Tratándose de
poesía, fue llamativa la recepción de Las niñas siempre dicen la verdad, primer libro de
Berbel (Estepa, 1997). “Llega provista de la mejor tarjeta de
presentación posible: la calidad excepcional de sus poemas”, dijo Fernando
Aramburu, quien destacaba la “singularidad” de su escritura y su duende.
Sin
ser esto novela, cuando pasa algo así, se espera con expectación el segundo
libro. Unos para confirmar sus buenos presagios y otros –un gesto muy español–
para corroborar que no era para tanto. Pero no, no defrauda esta nueva entrega.
Al revés. Hay un salto cualitativo en su poética. Más hondura. Lo leído
justifica incluso su prematuro, sorprendente ingreso en una colección de consagrados en la que los poetas de la
generación anterior a la suya, salvo Rodríguez Marcos, nunca han pisado.

**Tareas pendientes:**
**a.** Del texto sobre Berbel, copia el pasaje que empieza en "Tratándose de" y termina en "nunca han pisado.", y cambia "expectación" por "impaciencia".
**b.** Indica, por favor, si cada afirmación concuerda con el texto sobre Berbel, respondiendo sí o no y citando las palabras del texto que lo deciden: (i) Fernando Aramburu destacó la singularidad de la escritura de Berbel; (ii) la nueva entrega defrauda; (iii) Rodríguez Marcos nunca ha pisado la colección de consagrados.
Estos registros provienen de otra fuente.

**Registros del conjunto de datos:**
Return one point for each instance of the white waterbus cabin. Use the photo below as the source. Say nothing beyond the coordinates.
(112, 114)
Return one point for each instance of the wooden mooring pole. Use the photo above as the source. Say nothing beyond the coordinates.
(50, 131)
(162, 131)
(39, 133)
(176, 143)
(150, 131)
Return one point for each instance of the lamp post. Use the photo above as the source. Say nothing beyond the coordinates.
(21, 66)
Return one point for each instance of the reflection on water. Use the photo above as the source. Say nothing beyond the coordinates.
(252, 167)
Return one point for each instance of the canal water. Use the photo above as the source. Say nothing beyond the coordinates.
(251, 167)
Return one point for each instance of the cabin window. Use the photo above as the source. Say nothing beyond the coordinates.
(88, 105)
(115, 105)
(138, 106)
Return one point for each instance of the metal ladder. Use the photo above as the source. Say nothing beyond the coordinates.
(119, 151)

==

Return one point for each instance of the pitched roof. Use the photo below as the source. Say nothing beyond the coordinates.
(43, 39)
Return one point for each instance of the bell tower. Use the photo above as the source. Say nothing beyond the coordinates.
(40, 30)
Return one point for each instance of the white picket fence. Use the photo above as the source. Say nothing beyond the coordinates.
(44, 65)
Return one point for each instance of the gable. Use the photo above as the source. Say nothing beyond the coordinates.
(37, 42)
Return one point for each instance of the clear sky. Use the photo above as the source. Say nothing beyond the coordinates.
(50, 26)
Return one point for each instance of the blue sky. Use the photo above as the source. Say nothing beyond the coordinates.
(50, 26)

**Resultados por tarea:**
**a.**
Tratándose de
poesía, fue llamativa la recepción de Las niñas siempre dicen la verdad, primer libro de
Berbel (Estepa, 1997). “Llega provista de la mejor tarjeta de
presentación posible: la calidad excepcional de sus poemas”, dijo Fernando
Aramburu, quien destacaba la “singularidad” de su escritura y su duende.
Sin
ser esto novela, cuando pasa algo así, se espera con impaciencia el segundo
libro. Unos para confirmar sus buenos presagios y otros –un gesto muy español–
para corroborar que no era para tanto. Pero no, no defrauda esta nueva entrega.
Al revés. Hay un salto cualitativo en su poética. Más hondura. Lo leído
justifica incluso su prematuro, sorprendente ingreso en una colección de consagrados en la que los poetas de la
generación anterior a la suya, salvo Rodríguez Marcos, nunca han pisado.

**b.**
(i) Sí: «quien destacaba la “singularidad” de su escritura y su duende».
(ii) No: «Pero no, no defrauda esta nueva entrega».
(iii) No: «salvo Rodríguez Marcos, nunca han pisado».